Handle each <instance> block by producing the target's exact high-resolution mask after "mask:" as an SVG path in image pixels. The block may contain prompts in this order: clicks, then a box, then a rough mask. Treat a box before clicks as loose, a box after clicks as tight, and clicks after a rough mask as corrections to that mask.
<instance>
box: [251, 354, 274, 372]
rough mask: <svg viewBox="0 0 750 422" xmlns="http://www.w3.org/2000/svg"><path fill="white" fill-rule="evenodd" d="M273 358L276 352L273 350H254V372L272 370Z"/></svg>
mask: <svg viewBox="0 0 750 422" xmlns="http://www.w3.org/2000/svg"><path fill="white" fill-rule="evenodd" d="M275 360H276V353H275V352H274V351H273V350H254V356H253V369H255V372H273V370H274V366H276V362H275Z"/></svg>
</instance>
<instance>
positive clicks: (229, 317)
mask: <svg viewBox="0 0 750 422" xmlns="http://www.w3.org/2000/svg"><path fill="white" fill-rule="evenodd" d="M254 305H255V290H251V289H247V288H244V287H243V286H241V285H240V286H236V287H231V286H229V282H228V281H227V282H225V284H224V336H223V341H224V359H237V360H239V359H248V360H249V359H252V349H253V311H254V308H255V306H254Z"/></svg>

★ ★ ★ ★ ★ ★ ★

Your goal:
Reproduce the data exactly, altering nothing.

Finished exercise:
Handle each <instance> block by producing the target's exact high-resolution mask after "mask:" as an SVG path in image pixels. The block may contain prompts in this order: clicks, then a box, then a rough mask. Treat a box before clicks as loose, a box after clicks as tight, and clicks after a rough mask as corrections to that mask.
<instance>
box: [251, 354, 274, 372]
rough mask: <svg viewBox="0 0 750 422" xmlns="http://www.w3.org/2000/svg"><path fill="white" fill-rule="evenodd" d="M273 358L276 352L273 350H254V372L272 370Z"/></svg>
mask: <svg viewBox="0 0 750 422" xmlns="http://www.w3.org/2000/svg"><path fill="white" fill-rule="evenodd" d="M275 360H276V353H275V352H274V351H273V350H254V356H253V369H255V372H273V370H274V366H276V362H275Z"/></svg>
</instance>
<instance>
positive clicks: (229, 317)
mask: <svg viewBox="0 0 750 422" xmlns="http://www.w3.org/2000/svg"><path fill="white" fill-rule="evenodd" d="M254 305H255V290H251V289H247V288H244V287H243V286H241V285H240V286H236V287H231V286H229V282H228V281H227V282H225V284H224V336H223V341H224V359H237V360H239V359H248V360H249V359H252V349H253V311H254V308H255V306H254Z"/></svg>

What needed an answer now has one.